[Collected data]
━━━━━━

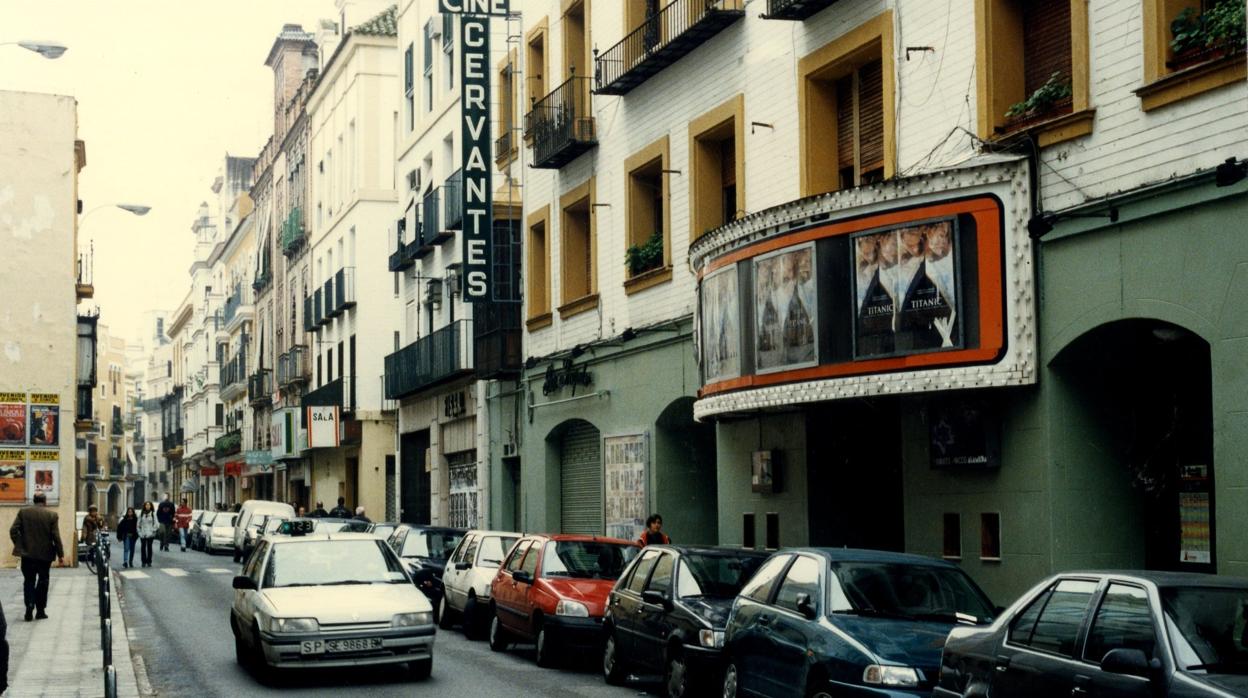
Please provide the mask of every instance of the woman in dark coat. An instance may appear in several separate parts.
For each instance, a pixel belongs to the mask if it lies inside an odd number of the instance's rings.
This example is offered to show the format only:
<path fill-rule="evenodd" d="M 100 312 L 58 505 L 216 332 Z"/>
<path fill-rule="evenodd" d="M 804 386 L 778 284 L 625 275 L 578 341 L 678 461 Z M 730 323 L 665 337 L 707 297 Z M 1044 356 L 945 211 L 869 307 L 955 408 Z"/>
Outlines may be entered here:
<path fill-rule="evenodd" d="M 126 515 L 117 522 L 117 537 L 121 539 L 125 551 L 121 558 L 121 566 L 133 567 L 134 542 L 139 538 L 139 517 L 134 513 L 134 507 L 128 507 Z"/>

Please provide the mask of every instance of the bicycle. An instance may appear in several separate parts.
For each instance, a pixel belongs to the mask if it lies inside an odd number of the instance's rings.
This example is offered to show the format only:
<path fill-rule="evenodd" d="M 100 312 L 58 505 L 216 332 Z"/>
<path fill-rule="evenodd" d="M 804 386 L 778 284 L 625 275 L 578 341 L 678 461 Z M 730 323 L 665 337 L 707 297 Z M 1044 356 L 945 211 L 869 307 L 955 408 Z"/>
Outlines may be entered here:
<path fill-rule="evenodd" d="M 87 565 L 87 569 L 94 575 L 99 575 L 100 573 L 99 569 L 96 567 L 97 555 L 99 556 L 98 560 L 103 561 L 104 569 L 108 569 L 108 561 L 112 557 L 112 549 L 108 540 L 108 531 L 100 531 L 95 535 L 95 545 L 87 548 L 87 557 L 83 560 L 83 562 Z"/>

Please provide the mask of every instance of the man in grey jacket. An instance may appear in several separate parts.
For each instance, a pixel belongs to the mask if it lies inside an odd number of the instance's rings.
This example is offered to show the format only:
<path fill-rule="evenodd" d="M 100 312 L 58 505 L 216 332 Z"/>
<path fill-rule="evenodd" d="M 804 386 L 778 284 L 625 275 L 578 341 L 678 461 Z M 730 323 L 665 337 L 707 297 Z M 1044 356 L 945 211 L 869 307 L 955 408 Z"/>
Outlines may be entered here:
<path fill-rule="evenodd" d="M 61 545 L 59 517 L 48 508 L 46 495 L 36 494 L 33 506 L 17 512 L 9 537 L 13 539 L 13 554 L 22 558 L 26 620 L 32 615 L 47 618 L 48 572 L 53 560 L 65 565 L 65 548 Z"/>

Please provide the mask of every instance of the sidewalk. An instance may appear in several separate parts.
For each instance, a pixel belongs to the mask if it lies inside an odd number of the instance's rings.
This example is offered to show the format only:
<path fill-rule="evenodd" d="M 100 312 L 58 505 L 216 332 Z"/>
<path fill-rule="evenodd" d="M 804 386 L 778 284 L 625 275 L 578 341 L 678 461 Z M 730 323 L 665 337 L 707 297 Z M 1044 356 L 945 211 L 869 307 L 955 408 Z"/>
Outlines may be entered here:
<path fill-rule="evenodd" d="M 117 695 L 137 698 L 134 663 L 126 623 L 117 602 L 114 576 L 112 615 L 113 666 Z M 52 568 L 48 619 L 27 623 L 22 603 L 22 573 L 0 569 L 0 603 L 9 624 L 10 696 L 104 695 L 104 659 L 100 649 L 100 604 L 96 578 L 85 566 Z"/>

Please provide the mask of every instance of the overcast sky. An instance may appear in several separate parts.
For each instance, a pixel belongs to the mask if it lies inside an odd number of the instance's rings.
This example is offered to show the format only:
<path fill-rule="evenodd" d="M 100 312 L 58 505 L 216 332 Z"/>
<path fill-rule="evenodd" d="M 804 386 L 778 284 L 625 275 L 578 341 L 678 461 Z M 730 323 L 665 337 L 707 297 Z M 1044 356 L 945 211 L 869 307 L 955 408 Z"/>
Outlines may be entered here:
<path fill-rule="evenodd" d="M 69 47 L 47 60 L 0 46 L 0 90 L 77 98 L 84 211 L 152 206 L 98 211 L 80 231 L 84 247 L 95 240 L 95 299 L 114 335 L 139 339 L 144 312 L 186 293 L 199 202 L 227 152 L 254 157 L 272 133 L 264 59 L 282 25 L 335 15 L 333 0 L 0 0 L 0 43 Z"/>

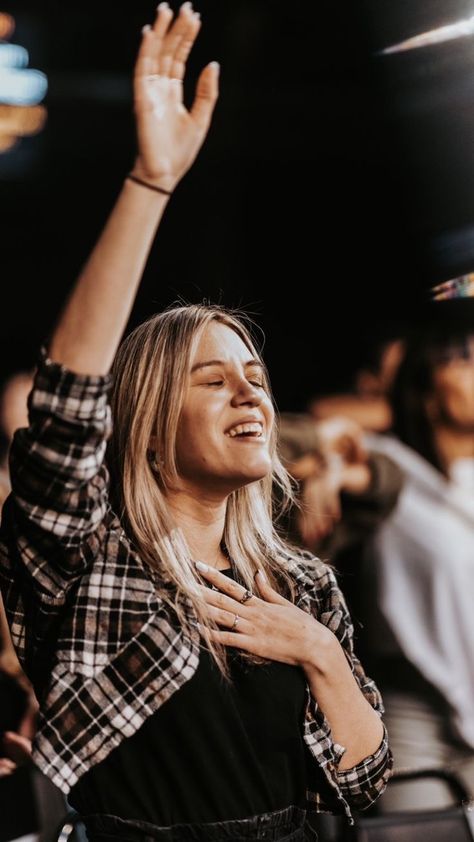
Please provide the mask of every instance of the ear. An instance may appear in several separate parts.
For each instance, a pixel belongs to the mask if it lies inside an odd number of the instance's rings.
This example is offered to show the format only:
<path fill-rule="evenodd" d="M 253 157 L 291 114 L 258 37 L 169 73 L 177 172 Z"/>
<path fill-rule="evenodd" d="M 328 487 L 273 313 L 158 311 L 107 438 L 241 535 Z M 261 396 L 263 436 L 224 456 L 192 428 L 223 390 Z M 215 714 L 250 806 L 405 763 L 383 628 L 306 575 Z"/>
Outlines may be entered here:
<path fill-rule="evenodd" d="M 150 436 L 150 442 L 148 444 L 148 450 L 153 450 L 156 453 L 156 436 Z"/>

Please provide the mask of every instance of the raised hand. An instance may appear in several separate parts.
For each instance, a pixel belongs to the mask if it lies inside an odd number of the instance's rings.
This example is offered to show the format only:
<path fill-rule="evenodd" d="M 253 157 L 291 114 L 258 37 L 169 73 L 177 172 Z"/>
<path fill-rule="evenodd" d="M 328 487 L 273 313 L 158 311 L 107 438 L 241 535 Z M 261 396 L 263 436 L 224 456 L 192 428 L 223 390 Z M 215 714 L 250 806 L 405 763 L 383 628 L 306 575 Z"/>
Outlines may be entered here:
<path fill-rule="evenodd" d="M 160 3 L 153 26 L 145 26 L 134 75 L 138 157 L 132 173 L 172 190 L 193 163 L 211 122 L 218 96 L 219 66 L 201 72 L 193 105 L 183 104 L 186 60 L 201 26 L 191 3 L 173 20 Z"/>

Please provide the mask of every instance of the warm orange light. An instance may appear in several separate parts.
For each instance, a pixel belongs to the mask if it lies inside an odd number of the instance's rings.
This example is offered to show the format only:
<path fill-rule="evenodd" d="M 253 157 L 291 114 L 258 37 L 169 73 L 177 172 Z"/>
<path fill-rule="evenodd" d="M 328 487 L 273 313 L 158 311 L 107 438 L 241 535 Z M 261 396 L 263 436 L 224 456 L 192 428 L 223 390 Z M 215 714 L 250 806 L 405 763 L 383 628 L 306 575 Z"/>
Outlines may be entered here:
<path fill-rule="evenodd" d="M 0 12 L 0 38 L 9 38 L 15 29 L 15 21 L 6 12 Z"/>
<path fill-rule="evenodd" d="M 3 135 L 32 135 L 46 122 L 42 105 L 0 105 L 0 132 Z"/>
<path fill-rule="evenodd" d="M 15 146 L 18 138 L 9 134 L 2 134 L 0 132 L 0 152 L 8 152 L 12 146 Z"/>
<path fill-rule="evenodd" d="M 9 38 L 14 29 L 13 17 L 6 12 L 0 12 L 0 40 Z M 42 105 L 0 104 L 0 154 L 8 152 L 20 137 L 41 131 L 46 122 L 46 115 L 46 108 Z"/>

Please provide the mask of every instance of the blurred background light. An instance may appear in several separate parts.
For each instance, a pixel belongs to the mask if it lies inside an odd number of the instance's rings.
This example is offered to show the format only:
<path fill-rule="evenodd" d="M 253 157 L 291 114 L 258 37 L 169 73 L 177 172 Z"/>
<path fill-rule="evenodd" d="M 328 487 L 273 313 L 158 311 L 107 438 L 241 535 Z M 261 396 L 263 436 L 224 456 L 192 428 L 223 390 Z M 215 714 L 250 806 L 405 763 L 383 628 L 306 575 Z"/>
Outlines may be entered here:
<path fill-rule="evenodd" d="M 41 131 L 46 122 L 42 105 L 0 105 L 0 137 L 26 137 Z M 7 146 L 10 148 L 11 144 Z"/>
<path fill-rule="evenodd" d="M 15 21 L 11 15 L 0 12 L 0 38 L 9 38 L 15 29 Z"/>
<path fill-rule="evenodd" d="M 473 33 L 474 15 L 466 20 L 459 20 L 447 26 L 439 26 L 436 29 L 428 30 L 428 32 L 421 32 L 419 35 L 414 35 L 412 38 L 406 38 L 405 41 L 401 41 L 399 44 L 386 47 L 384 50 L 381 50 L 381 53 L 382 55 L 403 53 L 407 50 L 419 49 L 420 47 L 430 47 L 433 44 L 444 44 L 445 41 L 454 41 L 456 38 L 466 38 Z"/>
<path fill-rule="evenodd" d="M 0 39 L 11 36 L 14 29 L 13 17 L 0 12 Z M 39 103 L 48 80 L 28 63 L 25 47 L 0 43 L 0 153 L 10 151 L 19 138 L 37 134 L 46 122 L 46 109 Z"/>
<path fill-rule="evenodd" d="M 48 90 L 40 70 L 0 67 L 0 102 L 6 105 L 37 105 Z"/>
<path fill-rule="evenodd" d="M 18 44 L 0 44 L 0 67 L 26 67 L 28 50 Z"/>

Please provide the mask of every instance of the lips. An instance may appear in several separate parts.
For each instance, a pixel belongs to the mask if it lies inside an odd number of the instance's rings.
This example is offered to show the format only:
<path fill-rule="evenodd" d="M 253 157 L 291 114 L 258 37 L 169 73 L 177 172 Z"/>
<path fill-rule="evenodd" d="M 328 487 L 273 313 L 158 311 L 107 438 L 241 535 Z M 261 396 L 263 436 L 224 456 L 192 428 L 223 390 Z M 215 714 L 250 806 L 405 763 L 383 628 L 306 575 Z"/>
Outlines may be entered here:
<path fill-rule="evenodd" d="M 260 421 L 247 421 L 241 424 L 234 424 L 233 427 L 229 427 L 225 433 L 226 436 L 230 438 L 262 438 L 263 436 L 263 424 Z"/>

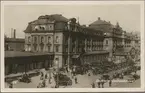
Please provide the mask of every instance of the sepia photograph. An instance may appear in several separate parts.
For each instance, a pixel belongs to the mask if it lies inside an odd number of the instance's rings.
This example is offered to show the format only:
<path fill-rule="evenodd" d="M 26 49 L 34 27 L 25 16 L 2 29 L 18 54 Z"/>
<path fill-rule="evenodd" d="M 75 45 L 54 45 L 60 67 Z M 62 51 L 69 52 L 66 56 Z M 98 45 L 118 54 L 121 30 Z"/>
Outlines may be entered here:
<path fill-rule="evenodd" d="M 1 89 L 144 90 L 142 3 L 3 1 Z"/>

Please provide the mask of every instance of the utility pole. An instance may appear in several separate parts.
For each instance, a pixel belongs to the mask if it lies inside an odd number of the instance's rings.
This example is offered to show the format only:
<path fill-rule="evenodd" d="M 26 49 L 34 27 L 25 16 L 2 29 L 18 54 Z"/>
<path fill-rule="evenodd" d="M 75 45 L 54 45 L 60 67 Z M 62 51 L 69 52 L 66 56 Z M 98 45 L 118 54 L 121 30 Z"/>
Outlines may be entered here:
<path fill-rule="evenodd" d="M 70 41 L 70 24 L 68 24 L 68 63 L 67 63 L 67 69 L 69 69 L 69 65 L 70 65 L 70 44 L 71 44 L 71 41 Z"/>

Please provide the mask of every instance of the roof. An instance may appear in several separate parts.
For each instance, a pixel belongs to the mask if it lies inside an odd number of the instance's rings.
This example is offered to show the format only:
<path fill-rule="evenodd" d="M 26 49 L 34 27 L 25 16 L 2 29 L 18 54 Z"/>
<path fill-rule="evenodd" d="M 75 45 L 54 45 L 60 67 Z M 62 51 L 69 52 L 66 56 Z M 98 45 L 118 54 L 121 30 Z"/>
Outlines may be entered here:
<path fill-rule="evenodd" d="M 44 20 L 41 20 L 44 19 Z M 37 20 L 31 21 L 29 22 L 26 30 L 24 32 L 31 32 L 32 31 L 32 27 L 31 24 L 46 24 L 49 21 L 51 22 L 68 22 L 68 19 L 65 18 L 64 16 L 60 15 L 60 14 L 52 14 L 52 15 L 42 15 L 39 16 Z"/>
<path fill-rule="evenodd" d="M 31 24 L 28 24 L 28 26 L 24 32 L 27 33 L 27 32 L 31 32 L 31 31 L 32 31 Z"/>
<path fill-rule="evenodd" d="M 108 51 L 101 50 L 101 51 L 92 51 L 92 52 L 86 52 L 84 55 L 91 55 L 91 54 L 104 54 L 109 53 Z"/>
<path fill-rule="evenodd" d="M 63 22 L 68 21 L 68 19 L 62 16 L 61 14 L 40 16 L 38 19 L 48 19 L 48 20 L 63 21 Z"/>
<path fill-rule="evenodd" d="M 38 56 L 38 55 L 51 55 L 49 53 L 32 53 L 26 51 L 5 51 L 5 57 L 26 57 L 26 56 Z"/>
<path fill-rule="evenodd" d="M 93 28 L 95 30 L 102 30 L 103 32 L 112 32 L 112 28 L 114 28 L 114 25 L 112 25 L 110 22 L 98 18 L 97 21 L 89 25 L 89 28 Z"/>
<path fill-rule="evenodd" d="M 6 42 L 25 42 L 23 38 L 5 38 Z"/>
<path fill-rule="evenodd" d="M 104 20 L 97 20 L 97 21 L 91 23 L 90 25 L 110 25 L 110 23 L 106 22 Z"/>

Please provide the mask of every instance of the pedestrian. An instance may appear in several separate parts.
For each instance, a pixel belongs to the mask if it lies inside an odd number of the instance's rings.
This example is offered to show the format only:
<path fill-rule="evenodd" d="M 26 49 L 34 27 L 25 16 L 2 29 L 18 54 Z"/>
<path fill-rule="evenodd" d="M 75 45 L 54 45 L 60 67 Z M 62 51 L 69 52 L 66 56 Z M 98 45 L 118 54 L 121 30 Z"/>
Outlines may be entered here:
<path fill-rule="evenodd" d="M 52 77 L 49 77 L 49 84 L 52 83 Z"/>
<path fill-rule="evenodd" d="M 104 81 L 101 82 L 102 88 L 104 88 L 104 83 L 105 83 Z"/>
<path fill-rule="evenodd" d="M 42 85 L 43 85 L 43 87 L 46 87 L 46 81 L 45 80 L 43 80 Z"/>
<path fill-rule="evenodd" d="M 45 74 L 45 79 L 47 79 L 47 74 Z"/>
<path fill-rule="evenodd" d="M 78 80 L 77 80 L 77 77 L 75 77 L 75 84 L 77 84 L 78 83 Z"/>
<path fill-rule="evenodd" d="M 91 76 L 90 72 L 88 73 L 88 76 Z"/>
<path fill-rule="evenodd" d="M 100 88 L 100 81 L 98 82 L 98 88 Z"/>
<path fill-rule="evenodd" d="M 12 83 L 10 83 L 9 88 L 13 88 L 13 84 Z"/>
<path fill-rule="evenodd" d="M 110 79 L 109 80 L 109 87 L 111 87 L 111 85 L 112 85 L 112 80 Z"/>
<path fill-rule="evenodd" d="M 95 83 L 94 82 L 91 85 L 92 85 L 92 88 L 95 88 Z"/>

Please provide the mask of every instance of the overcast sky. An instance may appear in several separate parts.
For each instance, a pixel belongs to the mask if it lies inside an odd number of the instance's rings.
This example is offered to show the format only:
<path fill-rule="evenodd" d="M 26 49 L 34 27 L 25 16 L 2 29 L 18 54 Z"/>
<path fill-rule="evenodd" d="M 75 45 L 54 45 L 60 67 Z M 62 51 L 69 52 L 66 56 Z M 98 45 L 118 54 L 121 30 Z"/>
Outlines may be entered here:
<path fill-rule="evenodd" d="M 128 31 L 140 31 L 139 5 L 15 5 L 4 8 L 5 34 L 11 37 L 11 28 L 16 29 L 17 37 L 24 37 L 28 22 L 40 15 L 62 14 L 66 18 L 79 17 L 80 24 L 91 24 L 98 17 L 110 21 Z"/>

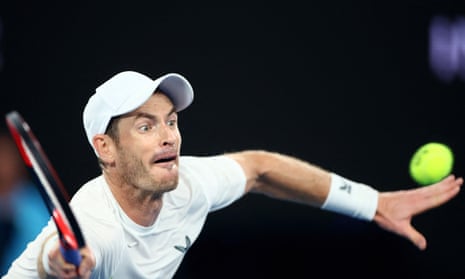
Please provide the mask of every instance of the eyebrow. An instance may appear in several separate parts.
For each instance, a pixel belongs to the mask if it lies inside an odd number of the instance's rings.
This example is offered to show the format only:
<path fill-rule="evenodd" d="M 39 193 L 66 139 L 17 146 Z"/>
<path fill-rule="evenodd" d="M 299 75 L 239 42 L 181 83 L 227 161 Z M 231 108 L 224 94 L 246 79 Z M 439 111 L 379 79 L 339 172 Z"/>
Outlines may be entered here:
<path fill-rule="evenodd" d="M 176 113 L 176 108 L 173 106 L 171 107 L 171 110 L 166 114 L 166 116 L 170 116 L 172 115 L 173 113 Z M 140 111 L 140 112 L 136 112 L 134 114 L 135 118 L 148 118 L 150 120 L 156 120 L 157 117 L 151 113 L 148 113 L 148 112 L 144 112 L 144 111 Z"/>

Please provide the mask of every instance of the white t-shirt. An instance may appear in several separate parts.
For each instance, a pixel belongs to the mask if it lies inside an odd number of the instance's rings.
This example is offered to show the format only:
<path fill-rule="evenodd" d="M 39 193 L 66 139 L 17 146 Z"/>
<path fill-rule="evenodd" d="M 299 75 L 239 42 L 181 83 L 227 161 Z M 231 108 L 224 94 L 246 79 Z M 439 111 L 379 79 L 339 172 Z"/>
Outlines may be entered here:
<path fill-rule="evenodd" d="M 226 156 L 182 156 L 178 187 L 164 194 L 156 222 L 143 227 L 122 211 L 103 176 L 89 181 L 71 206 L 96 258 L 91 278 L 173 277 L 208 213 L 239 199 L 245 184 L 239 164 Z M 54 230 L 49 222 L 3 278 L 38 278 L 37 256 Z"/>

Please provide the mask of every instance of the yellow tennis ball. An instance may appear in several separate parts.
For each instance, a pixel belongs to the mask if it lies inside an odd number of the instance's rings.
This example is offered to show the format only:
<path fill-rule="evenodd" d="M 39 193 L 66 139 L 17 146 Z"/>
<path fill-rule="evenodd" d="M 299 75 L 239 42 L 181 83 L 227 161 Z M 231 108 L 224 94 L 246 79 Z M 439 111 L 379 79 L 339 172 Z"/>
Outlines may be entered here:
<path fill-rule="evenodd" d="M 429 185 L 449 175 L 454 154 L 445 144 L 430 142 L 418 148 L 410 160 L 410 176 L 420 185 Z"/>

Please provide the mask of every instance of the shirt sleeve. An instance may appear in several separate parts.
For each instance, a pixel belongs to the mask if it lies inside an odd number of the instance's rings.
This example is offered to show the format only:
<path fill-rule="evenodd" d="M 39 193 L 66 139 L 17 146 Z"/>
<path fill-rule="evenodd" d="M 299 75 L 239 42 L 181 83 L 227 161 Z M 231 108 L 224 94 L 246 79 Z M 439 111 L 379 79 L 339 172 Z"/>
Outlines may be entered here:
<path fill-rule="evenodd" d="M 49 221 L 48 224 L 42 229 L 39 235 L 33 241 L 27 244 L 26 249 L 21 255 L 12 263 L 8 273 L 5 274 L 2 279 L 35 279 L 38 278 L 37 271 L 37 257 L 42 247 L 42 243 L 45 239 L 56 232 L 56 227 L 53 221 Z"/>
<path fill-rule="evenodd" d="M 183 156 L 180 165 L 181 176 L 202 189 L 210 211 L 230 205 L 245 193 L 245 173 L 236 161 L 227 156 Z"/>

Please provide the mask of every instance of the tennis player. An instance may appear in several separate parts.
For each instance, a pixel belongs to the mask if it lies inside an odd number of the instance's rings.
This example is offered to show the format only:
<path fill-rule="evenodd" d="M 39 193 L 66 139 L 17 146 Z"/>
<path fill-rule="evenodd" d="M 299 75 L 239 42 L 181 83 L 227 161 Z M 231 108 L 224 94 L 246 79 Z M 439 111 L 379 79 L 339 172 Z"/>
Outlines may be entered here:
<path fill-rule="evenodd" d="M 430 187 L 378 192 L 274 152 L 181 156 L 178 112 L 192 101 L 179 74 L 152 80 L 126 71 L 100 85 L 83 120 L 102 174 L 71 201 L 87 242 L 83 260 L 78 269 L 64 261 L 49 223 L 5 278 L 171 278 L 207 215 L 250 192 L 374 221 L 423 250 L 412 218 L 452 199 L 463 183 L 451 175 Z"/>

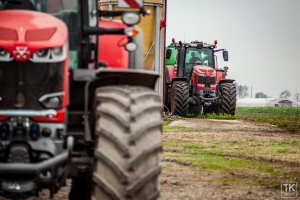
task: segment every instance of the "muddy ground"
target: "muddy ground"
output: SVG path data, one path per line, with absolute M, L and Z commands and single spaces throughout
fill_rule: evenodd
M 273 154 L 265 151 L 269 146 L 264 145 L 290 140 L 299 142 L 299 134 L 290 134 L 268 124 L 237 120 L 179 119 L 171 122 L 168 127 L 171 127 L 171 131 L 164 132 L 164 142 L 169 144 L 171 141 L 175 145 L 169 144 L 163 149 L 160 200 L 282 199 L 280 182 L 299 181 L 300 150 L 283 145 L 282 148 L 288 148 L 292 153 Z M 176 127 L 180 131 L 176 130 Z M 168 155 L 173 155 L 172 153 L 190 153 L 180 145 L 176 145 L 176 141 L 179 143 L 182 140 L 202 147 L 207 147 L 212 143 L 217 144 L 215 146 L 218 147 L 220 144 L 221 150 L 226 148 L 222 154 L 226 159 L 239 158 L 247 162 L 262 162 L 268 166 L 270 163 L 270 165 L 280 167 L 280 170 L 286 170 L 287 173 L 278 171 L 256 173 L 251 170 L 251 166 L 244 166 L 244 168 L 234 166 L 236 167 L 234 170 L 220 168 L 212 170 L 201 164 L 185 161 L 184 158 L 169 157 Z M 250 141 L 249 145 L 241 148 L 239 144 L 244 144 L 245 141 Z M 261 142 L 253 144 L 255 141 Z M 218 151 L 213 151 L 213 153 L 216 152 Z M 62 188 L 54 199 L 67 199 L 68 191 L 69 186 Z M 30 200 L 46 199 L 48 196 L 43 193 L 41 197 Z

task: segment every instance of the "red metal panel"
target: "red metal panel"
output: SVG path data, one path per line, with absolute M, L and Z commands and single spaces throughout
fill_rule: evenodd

━━━━━━

WHAT NEEDS TO BE DONE ▸
In the lines above, find the word "tennis" and copy each line that contains it.

OUTPUT FOR THIS EXERCISE ▸
Please provide the mask of every instance of the yellow tennis ball. An instance may appear in several separate parts.
Please provide the mask of every instance of the tennis player. An instance may appear in several separate parts.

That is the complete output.